Copied to clipboard

Flag this post as spam?

This post will be reported to the moderators as potential spam to be looked at


  • Ryan Rueckl 17 posts 74 karma points
    Feb 06, 2015 @ 18:11
    Ryan Rueckl
    0

    Search not returning expected results

    I'm using Umbrraco 7.2.1 on .Net 4.5.2 on a Windows 7 machine. I set up a basic search index and provider using the standard analyzer. I did not set any specific index fields so that it will just index everything. When I perform a basic search on the singular and plural versions of a word, I get different results. But the weird part is that I get less results with the singular version, which seems weird to me. E.g. searching on 'solutions' gives me 11 results but just 'solution' only gives me 2. Seems like it must be doing an exact word search or something, but I thought that the standard analyzer would work for finding all or part of a word. My query and config is below. Should I be using a different analyzer or something?

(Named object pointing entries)
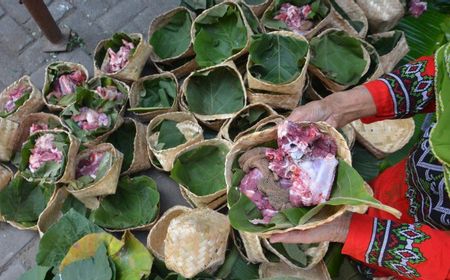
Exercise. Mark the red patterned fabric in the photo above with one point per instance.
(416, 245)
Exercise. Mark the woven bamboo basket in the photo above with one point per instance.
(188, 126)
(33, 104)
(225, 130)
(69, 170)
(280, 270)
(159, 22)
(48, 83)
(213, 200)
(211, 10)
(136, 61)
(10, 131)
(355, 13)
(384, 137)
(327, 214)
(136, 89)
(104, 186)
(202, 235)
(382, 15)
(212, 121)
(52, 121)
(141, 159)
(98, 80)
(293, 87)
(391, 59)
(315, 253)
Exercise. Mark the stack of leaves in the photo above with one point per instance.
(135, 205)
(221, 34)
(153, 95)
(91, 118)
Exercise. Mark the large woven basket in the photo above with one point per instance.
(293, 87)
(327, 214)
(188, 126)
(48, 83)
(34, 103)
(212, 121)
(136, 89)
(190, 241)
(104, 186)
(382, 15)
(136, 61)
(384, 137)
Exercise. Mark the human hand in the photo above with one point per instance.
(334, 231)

---

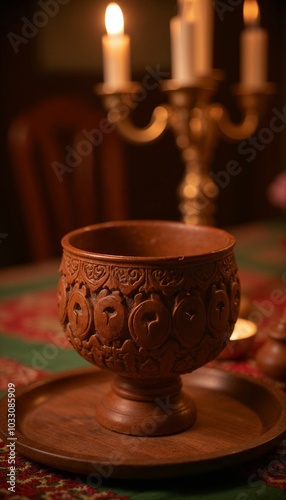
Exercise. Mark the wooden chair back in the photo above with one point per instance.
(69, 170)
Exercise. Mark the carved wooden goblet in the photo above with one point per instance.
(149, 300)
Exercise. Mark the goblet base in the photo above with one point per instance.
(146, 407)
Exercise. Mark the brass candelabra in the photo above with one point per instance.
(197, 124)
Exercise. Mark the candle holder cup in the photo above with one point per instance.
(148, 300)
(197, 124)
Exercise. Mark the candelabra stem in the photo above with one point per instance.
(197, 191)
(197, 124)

==

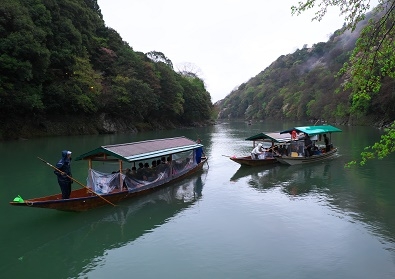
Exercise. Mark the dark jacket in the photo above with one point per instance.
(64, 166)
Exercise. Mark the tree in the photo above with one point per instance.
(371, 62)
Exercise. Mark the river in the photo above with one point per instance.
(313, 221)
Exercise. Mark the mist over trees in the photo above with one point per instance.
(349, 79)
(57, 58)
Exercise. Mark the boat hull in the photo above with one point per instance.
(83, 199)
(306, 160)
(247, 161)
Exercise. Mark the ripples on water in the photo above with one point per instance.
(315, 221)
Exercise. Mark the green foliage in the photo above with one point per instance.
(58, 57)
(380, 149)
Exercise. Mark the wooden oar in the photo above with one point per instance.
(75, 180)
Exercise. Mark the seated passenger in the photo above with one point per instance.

→ **GOAL**
Edit the part of the forum post that opens with the words containing "Search not returning" and closes with "analyzer or something?", putting "Windows 8.1" wherever "Windows 7" appears. The records are separate material and have nothing to do with the forum post.

→ **THE SOLUTION**
Search not returning expected results

    I'm using Umbrraco 7.2.1 on .Net 4.5.2 on a Windows 8.1 machine. I set up a basic search index and provider using the standard analyzer. I did not set any specific index fields so that it will just index everything. When I perform a basic search on the singular and plural versions of a word, I get different results. But the weird part is that I get less results with the singular version, which seems weird to me. E.g. searching on 'solutions' gives me 11 results but just 'solution' only gives me 2. Seems like it must be doing an exact word search or something, but I thought that the standard analyzer would work for finding all or part of a word. My query and config is below. Should I be using a different analyzer or something?